▸ Stored rows:
★ ★ ★
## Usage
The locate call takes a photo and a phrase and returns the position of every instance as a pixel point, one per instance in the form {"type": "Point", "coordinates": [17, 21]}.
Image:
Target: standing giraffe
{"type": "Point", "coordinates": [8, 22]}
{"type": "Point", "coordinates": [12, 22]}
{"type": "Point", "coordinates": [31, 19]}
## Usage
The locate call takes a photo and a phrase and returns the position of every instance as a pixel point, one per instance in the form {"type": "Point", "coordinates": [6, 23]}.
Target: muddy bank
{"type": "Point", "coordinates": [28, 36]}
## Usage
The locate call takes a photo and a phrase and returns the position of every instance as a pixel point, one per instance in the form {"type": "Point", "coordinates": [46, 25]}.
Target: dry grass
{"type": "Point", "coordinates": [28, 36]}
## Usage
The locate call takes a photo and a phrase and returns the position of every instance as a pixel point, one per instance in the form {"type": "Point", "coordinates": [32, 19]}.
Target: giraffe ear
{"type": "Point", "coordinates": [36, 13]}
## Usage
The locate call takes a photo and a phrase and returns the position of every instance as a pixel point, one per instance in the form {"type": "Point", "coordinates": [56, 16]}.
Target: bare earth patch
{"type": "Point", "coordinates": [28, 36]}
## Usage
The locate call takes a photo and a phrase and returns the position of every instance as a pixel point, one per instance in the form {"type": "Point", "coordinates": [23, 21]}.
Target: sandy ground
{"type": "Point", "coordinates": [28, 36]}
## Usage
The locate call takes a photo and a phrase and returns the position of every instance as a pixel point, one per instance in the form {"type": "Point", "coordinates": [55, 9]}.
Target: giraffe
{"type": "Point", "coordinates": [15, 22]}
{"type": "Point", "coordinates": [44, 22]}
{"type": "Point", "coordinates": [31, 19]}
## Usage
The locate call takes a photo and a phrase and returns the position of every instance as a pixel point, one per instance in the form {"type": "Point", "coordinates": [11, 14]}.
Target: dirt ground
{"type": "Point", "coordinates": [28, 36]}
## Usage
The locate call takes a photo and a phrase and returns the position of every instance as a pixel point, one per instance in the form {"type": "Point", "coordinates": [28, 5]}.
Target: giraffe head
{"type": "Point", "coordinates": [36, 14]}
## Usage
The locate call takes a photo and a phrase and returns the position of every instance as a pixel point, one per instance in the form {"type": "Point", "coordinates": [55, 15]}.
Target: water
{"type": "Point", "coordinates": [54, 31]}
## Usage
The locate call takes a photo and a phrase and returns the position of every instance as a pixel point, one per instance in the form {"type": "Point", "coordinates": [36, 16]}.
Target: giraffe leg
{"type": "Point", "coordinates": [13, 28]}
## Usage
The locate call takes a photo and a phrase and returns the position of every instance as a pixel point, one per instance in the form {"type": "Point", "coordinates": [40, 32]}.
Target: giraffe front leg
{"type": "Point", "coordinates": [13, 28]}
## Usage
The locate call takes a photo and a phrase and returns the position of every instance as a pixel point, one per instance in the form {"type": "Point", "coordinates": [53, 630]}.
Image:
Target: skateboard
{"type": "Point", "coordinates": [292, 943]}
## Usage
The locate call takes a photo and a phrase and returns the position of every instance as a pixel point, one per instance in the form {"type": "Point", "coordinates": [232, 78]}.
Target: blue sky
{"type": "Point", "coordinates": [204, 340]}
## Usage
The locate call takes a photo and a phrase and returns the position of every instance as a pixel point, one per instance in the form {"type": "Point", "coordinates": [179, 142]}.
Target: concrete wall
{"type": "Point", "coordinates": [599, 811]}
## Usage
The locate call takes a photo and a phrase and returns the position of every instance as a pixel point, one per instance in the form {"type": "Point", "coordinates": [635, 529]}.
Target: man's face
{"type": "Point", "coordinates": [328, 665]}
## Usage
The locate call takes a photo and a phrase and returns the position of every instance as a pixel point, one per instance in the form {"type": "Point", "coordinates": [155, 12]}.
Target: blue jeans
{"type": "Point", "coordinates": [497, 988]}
★ ★ ★
▸ Directions for this task: Print out all the entries precisely as written.

▸ Solution below:
## Usage
The locate call takes a photo and a phrase and returns the position of every instance as a pixel point, one per instance in the form {"type": "Point", "coordinates": [17, 21]}.
Image:
Target: standing giraffe
{"type": "Point", "coordinates": [8, 22]}
{"type": "Point", "coordinates": [12, 22]}
{"type": "Point", "coordinates": [31, 19]}
## Usage
The locate call takes a photo and a phrase and returns the position of every instance as a pixel point, one per instance in the form {"type": "Point", "coordinates": [6, 23]}.
Target: muddy bank
{"type": "Point", "coordinates": [28, 36]}
## Usage
The locate call takes a photo and a phrase and returns the position of every instance as a pixel point, one per instance in the form {"type": "Point", "coordinates": [46, 25]}.
Target: dry grass
{"type": "Point", "coordinates": [28, 36]}
## Usage
The locate call takes a photo and a phrase and returns the position of every instance as a pixel point, one per instance in the form {"type": "Point", "coordinates": [32, 19]}.
Target: giraffe ear
{"type": "Point", "coordinates": [36, 13]}
## Usage
The locate call takes a photo and a phrase and returns the position of every instance as a pixel point, one per instance in the form {"type": "Point", "coordinates": [56, 16]}.
Target: bare earth patch
{"type": "Point", "coordinates": [28, 36]}
## Usage
The locate call takes a photo and a phrase and returns the position of every instance as a pixel point, one per instance in the form {"type": "Point", "coordinates": [23, 21]}.
Target: sandy ground
{"type": "Point", "coordinates": [28, 36]}
## Usage
The locate call takes a photo and a phrase and returns the position of every instance as a pixel point, one per instance in the form {"type": "Point", "coordinates": [55, 9]}.
Target: giraffe
{"type": "Point", "coordinates": [15, 22]}
{"type": "Point", "coordinates": [44, 22]}
{"type": "Point", "coordinates": [31, 19]}
## Usage
The locate call takes a photo and a phrase and returns the position of every instance as a pixel point, one per instance in the form {"type": "Point", "coordinates": [11, 14]}.
Target: dirt ground
{"type": "Point", "coordinates": [28, 36]}
## Usage
The locate call takes a photo and a phrase and returns the position of every instance as a pixel point, one per instance in the form {"type": "Point", "coordinates": [28, 5]}.
Target: giraffe head
{"type": "Point", "coordinates": [36, 14]}
## Usage
The locate call takes a photo and a phrase and returns the position of every instance as a pixel point, one per instance in the form {"type": "Point", "coordinates": [55, 15]}.
Target: water
{"type": "Point", "coordinates": [54, 31]}
## Usage
The locate call takes a photo and a phrase and returns the position of every instance as a pixel point, one per instance in the form {"type": "Point", "coordinates": [36, 16]}.
Target: giraffe leg
{"type": "Point", "coordinates": [13, 28]}
## Usage
The locate call takes a photo and a phrase and returns the position of every instance as a pixel point, one per instance in the form {"type": "Point", "coordinates": [40, 32]}.
Target: giraffe front leg
{"type": "Point", "coordinates": [13, 28]}
## Usage
The locate call takes a photo and a phrase and returns the position of every instance as a pixel point, one per instance in the form {"type": "Point", "coordinates": [53, 630]}.
Image:
Target: skateboard
{"type": "Point", "coordinates": [292, 943]}
## Usage
The locate call takes a photo and a phrase and returns the position of every instance as a pixel point, one per instance in the form {"type": "Point", "coordinates": [232, 78]}.
Target: blue sky
{"type": "Point", "coordinates": [204, 340]}
## Usage
The locate call takes a photo and a phrase and returns the position of every instance as a pixel point, one per instance in the form {"type": "Point", "coordinates": [179, 142]}.
Target: concrete wall
{"type": "Point", "coordinates": [599, 811]}
## Usage
The locate call takes a photo and a phrase and returns the position of every instance as a pixel point, one per instance in the form {"type": "Point", "coordinates": [635, 529]}.
Target: man's face
{"type": "Point", "coordinates": [328, 665]}
## Usage
The locate call takes a photo and a phrase and returns the position of every instance as a pixel point, one per instance in the form {"type": "Point", "coordinates": [155, 12]}.
Target: blue jeans
{"type": "Point", "coordinates": [497, 988]}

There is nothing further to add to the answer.